_Data records:_
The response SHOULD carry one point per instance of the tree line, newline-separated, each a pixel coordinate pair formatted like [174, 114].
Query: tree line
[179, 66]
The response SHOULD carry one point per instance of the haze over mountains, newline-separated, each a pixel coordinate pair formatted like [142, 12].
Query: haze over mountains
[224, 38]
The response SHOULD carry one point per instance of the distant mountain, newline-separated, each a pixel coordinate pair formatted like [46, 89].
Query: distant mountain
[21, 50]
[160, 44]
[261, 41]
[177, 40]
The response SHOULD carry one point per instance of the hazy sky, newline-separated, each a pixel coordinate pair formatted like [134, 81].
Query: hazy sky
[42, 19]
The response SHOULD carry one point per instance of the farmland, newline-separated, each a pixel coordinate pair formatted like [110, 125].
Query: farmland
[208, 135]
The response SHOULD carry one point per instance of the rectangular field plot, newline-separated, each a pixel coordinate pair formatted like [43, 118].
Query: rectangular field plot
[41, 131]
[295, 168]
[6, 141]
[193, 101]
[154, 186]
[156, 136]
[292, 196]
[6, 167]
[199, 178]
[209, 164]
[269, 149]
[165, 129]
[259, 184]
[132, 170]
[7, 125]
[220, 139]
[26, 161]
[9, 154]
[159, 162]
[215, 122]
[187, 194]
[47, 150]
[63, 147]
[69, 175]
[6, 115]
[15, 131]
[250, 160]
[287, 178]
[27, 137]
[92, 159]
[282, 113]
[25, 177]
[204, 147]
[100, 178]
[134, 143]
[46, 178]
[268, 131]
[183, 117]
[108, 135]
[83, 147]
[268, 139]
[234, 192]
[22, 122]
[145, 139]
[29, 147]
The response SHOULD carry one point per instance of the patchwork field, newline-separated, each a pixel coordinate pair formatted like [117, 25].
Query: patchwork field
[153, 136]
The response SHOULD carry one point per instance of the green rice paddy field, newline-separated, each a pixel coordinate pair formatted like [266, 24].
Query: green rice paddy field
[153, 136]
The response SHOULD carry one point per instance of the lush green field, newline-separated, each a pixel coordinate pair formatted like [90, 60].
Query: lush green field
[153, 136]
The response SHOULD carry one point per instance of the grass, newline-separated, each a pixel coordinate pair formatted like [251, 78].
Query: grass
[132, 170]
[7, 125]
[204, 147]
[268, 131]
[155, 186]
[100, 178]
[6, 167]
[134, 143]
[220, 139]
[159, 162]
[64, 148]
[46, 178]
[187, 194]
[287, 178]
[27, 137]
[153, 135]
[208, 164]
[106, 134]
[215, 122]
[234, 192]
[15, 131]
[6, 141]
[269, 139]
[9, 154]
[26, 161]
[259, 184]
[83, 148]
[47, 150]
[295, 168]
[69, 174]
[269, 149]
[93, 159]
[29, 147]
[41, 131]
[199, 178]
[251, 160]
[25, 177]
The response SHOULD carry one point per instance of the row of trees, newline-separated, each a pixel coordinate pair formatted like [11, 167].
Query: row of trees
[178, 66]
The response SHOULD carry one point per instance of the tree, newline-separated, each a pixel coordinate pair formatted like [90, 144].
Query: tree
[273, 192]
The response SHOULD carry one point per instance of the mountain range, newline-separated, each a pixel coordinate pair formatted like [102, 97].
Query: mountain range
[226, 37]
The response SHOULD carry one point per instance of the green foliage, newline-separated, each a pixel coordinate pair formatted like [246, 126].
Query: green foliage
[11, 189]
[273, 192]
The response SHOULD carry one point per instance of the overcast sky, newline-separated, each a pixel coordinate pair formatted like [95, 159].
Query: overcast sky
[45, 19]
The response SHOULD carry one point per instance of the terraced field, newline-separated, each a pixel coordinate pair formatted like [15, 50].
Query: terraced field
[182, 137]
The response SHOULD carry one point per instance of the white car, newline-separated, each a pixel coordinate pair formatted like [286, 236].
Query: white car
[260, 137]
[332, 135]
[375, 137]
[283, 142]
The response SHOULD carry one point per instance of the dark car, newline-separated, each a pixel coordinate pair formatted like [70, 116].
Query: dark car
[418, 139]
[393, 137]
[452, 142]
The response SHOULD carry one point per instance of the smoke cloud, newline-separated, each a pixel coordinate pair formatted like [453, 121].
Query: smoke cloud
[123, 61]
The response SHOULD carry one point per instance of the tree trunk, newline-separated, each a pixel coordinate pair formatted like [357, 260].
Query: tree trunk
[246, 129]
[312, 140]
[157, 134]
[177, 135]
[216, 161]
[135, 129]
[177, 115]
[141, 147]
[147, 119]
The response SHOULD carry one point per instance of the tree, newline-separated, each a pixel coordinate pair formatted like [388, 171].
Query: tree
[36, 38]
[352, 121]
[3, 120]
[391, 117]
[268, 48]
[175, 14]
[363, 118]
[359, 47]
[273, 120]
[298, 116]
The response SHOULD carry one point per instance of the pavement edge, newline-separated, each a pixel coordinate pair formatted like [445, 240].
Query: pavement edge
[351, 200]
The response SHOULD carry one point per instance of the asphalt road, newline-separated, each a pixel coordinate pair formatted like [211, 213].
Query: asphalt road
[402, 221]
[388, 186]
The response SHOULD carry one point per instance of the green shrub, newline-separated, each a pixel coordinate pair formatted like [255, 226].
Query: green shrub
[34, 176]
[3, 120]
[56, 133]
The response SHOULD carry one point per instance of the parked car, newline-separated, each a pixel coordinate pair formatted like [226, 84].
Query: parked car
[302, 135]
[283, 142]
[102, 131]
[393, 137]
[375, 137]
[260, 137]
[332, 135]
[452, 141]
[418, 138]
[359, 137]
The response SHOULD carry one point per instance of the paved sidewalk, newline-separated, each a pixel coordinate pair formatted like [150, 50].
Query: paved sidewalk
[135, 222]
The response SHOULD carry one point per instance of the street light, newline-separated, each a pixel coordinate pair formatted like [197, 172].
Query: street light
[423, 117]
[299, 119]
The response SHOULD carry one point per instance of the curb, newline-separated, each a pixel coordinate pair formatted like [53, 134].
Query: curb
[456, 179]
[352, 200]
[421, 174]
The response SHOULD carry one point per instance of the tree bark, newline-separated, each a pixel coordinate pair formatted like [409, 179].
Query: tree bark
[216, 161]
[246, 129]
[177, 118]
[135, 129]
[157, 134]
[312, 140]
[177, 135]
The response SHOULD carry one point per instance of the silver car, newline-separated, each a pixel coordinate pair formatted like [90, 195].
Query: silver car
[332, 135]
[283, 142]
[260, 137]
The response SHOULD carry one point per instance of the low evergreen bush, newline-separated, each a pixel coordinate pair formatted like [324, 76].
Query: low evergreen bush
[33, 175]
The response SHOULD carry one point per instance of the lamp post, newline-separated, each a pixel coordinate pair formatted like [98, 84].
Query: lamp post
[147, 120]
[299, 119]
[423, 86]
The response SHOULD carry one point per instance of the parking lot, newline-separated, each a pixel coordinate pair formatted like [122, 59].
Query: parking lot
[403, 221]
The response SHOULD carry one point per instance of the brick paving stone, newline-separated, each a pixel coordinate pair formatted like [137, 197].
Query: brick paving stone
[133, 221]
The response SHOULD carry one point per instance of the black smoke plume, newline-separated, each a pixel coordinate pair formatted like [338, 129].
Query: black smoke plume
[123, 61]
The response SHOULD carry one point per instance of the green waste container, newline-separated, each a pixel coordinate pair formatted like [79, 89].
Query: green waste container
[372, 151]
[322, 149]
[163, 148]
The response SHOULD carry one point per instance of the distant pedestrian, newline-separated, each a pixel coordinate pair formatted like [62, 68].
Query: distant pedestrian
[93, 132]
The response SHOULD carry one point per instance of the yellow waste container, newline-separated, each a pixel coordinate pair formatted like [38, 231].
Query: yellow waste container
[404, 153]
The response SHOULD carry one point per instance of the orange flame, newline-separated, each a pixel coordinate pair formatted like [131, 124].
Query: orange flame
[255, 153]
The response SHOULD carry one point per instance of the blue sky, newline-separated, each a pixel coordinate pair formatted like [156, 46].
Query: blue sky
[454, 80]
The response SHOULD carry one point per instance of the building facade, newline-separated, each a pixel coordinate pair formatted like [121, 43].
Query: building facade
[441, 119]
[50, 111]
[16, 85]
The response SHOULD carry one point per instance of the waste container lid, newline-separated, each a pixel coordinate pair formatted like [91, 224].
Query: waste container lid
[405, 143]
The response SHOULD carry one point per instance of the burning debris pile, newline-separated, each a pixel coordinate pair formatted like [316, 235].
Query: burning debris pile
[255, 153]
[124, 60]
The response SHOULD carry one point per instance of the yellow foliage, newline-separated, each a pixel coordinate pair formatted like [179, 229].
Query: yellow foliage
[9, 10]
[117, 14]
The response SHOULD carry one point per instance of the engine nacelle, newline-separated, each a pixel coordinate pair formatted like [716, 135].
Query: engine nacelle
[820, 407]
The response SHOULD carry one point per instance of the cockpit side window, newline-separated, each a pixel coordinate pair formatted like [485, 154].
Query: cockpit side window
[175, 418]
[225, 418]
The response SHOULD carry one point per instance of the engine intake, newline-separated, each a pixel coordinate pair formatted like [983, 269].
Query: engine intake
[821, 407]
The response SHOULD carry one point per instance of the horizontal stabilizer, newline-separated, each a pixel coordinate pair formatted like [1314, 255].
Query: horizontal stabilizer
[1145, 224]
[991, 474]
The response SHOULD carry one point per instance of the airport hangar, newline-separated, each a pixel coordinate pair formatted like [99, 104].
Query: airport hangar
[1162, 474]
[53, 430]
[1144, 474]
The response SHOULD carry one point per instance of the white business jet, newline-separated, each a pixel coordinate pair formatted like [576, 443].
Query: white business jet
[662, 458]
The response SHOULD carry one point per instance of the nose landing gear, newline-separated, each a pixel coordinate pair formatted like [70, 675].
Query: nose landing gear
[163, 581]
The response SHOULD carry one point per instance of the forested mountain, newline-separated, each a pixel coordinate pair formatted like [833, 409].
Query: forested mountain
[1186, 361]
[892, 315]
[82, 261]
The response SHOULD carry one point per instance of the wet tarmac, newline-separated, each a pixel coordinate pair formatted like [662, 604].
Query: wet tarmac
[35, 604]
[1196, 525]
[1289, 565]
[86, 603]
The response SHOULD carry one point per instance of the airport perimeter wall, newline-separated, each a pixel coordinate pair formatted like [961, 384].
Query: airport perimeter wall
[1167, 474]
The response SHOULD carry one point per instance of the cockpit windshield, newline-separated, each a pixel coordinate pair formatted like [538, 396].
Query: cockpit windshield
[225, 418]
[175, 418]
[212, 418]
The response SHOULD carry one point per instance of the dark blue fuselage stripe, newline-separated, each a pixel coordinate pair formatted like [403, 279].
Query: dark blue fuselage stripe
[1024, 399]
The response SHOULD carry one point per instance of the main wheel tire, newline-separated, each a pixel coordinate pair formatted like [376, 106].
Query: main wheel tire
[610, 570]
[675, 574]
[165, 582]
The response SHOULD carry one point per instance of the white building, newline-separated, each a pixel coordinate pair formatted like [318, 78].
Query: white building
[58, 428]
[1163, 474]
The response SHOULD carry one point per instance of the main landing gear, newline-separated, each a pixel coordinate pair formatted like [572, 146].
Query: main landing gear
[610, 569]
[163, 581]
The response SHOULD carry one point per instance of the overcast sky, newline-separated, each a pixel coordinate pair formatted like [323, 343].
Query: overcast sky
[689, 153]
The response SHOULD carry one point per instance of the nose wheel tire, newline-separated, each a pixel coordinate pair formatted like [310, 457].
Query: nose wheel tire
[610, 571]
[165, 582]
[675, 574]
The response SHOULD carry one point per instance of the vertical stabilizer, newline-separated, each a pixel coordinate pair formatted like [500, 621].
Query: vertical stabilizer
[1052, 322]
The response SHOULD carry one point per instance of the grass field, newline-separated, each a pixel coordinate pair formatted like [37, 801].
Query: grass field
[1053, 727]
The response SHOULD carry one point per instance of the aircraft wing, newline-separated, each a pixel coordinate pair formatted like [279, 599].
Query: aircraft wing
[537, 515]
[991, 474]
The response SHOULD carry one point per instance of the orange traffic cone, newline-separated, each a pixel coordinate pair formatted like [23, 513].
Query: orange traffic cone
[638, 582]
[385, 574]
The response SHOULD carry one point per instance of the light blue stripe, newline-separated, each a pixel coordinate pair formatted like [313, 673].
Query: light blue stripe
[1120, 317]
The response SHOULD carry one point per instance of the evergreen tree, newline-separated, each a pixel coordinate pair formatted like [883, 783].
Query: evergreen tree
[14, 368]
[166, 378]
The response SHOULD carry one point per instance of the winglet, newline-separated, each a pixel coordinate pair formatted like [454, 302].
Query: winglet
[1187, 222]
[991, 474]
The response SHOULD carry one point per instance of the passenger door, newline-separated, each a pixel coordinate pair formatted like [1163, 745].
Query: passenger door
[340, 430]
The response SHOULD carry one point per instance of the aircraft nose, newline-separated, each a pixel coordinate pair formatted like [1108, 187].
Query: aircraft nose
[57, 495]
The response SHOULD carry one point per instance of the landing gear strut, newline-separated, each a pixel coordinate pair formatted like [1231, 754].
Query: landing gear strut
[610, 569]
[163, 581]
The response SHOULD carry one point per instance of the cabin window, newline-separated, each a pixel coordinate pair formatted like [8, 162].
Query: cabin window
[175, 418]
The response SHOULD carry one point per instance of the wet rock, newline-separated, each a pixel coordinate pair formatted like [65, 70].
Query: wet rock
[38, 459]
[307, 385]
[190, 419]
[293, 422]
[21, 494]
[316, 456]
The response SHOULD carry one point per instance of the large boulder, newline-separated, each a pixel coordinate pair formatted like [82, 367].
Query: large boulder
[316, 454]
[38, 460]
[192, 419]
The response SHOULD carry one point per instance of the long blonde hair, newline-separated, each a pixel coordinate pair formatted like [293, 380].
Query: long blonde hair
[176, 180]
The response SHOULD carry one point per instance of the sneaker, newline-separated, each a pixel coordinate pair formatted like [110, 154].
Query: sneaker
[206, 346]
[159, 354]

_Exercise instructions:_ Extract exactly and only the lines above from the line containing "Query: haze over mountains" through the line containing "like [110, 125].", both end lines included.

_Result for this task:_
Query: haze over mountains
[224, 38]
The response SHOULD carry one point per instance of the distant mountain, newline-separated, each a pixel coordinate pair formatted like [46, 89].
Query: distant mountain
[21, 50]
[160, 44]
[261, 41]
[177, 40]
The response SHOULD carry one point per instance of the hazy sky, newline-separated, each a pixel coordinate pair formatted like [134, 81].
Query: hazy sky
[42, 19]
The response SHOULD carry one point per instance of the farmland, newline-separated, each a pixel coordinate pair formatted like [110, 125].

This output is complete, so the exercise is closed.